> [Written instruction 1] According to the database architecture page, what access latency is given for the L1 D1 edge SQLite tier?
> [Written instruction 2] Carry on writing the database architecture page from the point where it stops.

> [Article]
___
Database Architecture
Visual reference for the multi-tier storage architecture introduced in Phase 1 of the PlanetScale PostgreSQL + Cloudflare Hyperdrive integration.
Table of Contents
- Storage Tier Overview
- Request Data Flow
- Write Path
- Authentication Flow
- D1 → PostgreSQL Migration Flow
- Local vs Production Connection Routing
- Schema Relationships
Storage Tier Overview
The system uses four storage tiers arranged by access latency and role:
flowchart TB
subgraph "Cloudflare Worker"
W[Worker Request Handler]
end
subgraph "L0 · KV — Hot Cache (1–5 ms)"
KV_CACHE[(COMPILATION_CACHE)]
KV_METRICS[(METRICS)]
KV_RATE[(RATE_LIMIT)]
end
subgraph "L1 · D1 — Edge SQLite (1–10 ms)"
D1[(D1 SQLite\nstructured cache)]
end
subgraph "L2 · Hyperdrive → PlanetScale PostgreSQL (20–80 ms)"
HD[Hyperdrive\nconnection pool]
PG[(PlanetScale\nPostgreSQL\nsource of truth)]
HD --> PG
end
subgraph "Blob · R2 (5–50 ms)"
___
[Labeled region records]
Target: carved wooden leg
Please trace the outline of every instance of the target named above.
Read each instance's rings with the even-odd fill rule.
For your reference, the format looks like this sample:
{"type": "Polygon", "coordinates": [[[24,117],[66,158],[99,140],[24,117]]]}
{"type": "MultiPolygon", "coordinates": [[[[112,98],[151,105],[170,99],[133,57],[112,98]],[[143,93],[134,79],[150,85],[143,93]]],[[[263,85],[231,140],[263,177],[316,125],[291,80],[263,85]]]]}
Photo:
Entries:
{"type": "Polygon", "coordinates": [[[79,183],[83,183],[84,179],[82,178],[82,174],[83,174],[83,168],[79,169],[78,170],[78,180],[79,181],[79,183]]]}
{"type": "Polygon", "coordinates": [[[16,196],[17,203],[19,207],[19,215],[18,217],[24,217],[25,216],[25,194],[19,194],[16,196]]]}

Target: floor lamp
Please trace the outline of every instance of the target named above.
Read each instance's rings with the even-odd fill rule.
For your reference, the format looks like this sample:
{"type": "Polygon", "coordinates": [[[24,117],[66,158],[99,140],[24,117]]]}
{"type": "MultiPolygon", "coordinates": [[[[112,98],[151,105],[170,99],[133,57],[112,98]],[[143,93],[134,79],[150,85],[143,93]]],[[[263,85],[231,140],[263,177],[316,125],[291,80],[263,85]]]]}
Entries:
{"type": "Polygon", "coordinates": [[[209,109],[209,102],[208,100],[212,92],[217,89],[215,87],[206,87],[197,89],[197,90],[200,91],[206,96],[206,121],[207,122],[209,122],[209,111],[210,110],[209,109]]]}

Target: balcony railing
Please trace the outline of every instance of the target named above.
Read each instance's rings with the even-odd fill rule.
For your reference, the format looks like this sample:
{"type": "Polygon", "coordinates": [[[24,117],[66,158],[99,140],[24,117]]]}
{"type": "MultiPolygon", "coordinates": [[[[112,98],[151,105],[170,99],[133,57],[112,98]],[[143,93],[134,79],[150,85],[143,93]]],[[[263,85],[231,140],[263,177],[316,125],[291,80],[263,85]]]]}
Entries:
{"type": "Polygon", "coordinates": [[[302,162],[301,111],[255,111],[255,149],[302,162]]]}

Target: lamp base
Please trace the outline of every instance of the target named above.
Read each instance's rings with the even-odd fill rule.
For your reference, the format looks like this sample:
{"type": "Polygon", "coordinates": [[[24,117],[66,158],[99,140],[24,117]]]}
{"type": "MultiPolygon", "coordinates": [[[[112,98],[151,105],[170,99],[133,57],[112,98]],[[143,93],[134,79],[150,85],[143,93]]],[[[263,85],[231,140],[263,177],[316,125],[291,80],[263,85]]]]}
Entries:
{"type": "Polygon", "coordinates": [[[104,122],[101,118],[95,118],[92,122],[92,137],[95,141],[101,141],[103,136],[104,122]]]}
___
> [Result 1] 1–10 ms

> [Result 2]
R2[(FILTER_STORAGE\ncompiled outputs\n& raw content)]
end
W -->|cache lookup| KV_CACHE
W -->|structured cache| D1
W -->|relational queries| HD
W -->|large blobs| R2
style KV_CACHE fill:#fff9c4,stroke:#fbc02d
style KV_METRICS fill:#fff9c4,stroke:#fbc02d
style KV_RATE fill:#fff9c4,stroke:#fbc02d
style D1 fill:#c8e6c9,stroke:#388e3c
style HD fill:#e1f5ff,stroke:#0288d1
style PG fill:#e1f5ff,stroke:#0288d1
style R2 fill:#f3e5f5,stroke:#7b1fa2
| Tier | Binding | Technology | Role |
|---|---|---|---|
| L0 | COMPILATION_CACHE, METRICS, RATE_LIMIT | Cloudflare KV | Hot-path key-value cache |
| L1 | DB | Cloudflare D1 (SQLite) | Edge read cache for structured lookups |
| L2 | HYPERDRIVE | Hyperdrive → PlanetScale PostgreSQL | Primary relational store (source of truth) |
| Blob | FILTER_STORAGE | Cloudflare R2 | Large compiled outputs, raw filter content |
Request Data Flow
Current behaviour (Phase 1)
The compile handler today only consults the KV cache (COMPILATION_CACHE). D1, PostgreSQL, and R2 are not in the hot compile path yet:
flowchart TD
REQ([Incoming Request\nPOST /compile]) --> KV_CHECK{L0 KV\ncache hit?}
KV_CHECK -->|Hit| RETURN_KV([Return cached result\n~1–5 ms])
KV_CHECK -->|Miss| DO_COMPILE[Run in-memory\ntransformation pipeline]
DO_COMPILE --> KV_WRITE[L0: SET compiled result\nin COMPILATION_CACHE\nTTL 60 s]
KV_WRITE --> RESPOND([Return response])
style RETURN_KV fill:#fff9c4,stroke:#fbc02d
Target behaviour (Phase 5 — planned)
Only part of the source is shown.